* **DESCRIPTION OF THE TASK**
Print only the line with "Task: where can the speckled" and the lines after it, ending with the last line of the material, each exactly as it stands.

# start of RECORDS

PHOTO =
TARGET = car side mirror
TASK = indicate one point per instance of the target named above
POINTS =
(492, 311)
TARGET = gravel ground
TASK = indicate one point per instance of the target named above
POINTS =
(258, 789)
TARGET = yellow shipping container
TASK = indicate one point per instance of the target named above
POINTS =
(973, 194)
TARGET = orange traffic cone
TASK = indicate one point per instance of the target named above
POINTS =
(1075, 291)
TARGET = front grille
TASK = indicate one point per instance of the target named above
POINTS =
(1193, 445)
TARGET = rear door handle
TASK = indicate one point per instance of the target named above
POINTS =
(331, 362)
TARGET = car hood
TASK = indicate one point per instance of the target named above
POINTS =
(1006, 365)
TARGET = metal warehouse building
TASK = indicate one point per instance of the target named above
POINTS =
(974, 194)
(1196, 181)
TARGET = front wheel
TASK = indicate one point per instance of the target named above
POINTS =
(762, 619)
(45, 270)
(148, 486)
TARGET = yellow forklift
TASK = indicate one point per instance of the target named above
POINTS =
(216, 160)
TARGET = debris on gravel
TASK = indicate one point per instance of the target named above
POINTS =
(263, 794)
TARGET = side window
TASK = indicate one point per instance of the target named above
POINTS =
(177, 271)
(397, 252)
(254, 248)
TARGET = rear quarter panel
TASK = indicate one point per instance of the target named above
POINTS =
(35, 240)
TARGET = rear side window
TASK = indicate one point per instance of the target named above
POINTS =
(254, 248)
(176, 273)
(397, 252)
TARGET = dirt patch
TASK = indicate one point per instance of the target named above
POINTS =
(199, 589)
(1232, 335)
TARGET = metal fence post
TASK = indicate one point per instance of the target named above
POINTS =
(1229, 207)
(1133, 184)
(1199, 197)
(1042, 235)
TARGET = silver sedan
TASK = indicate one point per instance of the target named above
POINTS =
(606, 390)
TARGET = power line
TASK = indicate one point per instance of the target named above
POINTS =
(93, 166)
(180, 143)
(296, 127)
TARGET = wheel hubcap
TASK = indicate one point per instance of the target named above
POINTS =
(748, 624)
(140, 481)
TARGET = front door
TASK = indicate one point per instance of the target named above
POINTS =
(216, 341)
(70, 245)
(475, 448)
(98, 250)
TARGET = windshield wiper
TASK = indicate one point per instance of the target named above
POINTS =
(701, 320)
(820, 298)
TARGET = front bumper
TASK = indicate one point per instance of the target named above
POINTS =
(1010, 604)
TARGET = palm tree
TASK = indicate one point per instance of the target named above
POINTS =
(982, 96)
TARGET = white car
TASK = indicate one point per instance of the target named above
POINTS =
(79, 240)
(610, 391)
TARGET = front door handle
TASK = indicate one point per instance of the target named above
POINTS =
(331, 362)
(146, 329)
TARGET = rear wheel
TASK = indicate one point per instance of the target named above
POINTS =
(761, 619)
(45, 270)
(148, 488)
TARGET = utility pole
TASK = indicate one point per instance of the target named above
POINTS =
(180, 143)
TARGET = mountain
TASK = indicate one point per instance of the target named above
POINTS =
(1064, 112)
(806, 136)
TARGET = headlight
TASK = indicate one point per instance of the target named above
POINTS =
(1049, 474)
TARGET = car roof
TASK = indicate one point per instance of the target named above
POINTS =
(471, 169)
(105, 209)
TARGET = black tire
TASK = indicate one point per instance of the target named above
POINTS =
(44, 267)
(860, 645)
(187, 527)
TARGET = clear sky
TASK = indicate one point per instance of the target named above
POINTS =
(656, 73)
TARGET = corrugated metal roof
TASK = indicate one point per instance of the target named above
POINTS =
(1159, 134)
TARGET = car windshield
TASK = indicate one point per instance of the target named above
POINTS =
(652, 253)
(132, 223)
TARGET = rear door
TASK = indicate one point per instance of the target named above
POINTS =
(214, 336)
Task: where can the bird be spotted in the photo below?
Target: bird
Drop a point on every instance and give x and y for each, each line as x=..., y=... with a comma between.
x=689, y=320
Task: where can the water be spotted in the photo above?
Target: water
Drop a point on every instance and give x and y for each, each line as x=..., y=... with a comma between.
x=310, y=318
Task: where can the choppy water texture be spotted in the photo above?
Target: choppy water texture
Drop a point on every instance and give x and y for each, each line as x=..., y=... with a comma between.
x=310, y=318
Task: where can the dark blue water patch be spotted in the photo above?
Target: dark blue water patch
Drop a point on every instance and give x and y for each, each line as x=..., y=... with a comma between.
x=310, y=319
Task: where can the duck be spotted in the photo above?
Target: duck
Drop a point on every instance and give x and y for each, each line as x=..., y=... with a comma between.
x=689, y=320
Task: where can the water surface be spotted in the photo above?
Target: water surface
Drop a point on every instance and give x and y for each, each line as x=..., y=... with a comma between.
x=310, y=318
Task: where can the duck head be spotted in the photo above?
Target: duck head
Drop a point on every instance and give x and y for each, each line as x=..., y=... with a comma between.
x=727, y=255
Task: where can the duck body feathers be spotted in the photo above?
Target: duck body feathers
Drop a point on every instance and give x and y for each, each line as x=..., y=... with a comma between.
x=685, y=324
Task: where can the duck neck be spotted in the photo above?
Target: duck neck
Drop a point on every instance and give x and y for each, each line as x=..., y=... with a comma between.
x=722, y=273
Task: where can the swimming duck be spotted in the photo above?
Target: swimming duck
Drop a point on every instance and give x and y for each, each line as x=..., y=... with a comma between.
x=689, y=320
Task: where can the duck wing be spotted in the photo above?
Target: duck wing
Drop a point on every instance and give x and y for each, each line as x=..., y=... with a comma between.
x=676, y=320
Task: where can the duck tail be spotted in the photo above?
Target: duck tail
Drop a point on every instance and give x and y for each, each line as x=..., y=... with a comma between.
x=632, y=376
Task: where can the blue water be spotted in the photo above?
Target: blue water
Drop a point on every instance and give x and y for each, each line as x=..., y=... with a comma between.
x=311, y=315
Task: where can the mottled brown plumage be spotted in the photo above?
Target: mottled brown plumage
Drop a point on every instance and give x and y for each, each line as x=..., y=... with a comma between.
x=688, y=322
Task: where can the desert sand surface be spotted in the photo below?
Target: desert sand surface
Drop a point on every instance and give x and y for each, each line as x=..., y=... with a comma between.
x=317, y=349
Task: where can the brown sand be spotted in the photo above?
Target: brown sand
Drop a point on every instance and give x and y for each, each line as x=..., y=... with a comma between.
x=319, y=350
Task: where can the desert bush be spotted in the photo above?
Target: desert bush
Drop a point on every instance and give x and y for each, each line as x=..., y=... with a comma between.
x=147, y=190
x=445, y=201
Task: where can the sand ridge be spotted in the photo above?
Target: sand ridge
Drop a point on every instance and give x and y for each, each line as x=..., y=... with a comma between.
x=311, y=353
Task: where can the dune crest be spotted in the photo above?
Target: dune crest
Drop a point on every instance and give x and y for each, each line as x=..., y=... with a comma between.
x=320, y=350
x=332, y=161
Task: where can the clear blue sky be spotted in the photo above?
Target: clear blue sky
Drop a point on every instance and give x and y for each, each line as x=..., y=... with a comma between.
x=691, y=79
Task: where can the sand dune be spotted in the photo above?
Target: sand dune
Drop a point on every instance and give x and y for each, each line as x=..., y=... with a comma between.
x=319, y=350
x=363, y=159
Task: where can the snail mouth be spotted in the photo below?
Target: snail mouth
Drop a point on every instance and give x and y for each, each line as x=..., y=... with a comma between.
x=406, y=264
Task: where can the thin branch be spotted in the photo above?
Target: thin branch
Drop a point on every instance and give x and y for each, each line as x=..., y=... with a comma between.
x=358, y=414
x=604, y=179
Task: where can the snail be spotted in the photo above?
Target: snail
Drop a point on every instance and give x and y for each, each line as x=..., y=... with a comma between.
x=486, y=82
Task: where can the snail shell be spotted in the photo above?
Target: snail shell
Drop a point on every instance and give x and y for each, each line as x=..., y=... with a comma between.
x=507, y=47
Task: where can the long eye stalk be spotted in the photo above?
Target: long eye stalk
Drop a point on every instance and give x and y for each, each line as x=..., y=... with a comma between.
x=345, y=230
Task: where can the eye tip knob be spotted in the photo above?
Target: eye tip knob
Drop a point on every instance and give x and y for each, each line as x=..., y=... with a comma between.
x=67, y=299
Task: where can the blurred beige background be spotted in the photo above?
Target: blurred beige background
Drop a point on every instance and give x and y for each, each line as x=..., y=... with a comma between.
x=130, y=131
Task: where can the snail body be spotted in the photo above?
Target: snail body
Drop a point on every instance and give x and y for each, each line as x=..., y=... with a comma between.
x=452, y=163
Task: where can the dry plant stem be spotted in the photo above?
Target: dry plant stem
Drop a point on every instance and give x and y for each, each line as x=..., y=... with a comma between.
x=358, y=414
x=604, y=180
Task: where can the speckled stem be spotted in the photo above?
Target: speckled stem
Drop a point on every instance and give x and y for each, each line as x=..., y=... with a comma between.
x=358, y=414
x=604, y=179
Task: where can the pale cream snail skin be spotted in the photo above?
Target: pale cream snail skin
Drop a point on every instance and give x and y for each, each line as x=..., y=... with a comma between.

# end of RECORDS

* **REPLY TO THE EXERCISE**
Task: where can the speckled stem be spotted in the photo above?
Target: speckled stem
Drop a point on every instance and give x and y for each, each line as x=..., y=... with a comma between.
x=358, y=414
x=604, y=179
Task: where can the pale cream snail skin be spotted in the photo above?
Target: pale cream snail skin
Drop a point on every instance and give x and y for each, each line as x=..., y=... with a comma between.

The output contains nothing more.